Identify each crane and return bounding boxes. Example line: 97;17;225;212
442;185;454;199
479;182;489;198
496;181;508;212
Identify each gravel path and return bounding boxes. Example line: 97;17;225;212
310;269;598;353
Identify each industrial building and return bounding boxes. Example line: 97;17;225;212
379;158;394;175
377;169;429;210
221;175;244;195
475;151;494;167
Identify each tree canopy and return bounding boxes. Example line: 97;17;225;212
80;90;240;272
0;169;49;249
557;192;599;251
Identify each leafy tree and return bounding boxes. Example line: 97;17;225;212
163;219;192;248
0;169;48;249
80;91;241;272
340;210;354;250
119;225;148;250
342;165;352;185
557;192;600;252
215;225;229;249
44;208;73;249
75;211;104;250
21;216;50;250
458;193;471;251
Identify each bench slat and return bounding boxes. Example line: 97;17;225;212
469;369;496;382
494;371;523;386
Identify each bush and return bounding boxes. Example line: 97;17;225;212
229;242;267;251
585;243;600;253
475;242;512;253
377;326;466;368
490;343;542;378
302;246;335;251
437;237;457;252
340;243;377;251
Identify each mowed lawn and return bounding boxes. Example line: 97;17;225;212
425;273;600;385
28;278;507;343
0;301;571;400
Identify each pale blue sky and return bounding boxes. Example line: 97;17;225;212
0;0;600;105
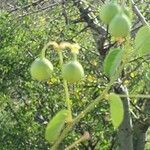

Requirements. Copy each line of the material above that contains the string "tree". Case counts.

Answer.
Identify each tree canopy and return bounding boxes. Example line: 97;17;225;212
Identify each leafy tree and return bounding boxes. Example line: 97;17;225;212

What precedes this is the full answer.